[Document extract start]

4. Each of the offences was charged as having been committed between September 1993 and September 1996, when the appellant was aged between 14 and 17 and C was aged between 6 and 9.
5. The appellant denied all the offences but was convicted after a trial. He was sentenced in the Crown Court at Teesside on 25th January 2021. He was then aged 41 and of otherwise good character. A pre-sentence report assessed him as being at low risk of committing further offences.
6. Submissions were made to the judge as to relevant statutory provisions and case law, and as to the application of the Sentencing Council's guideline: Sexual Offences - Historic. That guideline is commonly referred to as Annex B, in recollection of its initial inclusion as an appendix to the hard copy sexual offences guidelines, though only the online version should now be used. It was submitted to the judge that the effect of the statutory provisions was that at the time of the offences the appellant could not have been sentenced to more than two years' detention in a young offender institution.

[Document extract end]

Written task a -> Reproduce the court judgment excerpt above in full, word for word.

[Data to use start]

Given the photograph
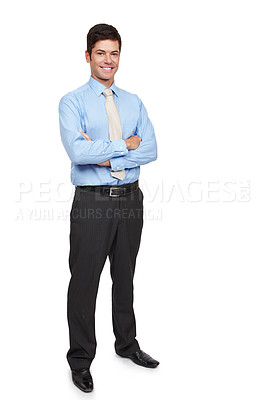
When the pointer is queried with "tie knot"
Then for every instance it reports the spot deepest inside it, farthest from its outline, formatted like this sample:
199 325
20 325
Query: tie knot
108 92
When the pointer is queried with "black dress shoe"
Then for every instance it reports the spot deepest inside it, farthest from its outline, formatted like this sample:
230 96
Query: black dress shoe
82 379
143 359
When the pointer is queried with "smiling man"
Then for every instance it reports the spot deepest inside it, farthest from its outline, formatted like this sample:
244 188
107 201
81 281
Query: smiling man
107 135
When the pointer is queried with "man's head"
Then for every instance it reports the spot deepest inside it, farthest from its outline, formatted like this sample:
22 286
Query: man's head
103 52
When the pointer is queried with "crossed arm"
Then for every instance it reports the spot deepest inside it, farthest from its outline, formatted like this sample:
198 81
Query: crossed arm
132 143
138 149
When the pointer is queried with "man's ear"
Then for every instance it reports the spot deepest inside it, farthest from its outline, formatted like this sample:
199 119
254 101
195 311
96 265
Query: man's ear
87 56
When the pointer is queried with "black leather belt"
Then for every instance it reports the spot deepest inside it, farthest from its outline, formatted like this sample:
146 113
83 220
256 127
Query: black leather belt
113 191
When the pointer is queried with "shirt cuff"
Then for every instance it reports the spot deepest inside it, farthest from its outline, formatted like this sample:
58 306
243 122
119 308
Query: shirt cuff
117 164
120 147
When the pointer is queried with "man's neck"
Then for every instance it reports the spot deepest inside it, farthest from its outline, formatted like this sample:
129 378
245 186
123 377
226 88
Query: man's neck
107 83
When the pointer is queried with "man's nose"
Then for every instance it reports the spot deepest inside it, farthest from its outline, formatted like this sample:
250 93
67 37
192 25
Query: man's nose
108 59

[Data to use end]

Written task b -> Give the number of lines in the entries that contain the string "queried", with case counting, and nothing else.

Correct output a ->
4. Each of the offences was charged as having been committed between September 1993 and September 1996, when the appellant was aged between 14 and 17 and C was aged between 6 and 9.
5. The appellant denied all the offences but was convicted after a trial. He was sentenced in the Crown Court at Teesside on 25th January 2021. He was then aged 41 and of otherwise good character. A pre-sentence report assessed him as being at low risk of committing further offences.
6. Submissions were made to the judge as to relevant statutory provisions and case law, and as to the application of the Sentencing Council's guideline: Sexual Offences - Historic. That guideline is commonly referred to as Annex B, in recollection of its initial inclusion as an appendix to the hard copy sexual offences guidelines, though only the online version should now be used. It was submitted to the judge that the effect of the statutory provisions was that at the time of the offences the appellant could not have been sentenced to more than two years' detention in a young offender institution.

Correct output b -> 10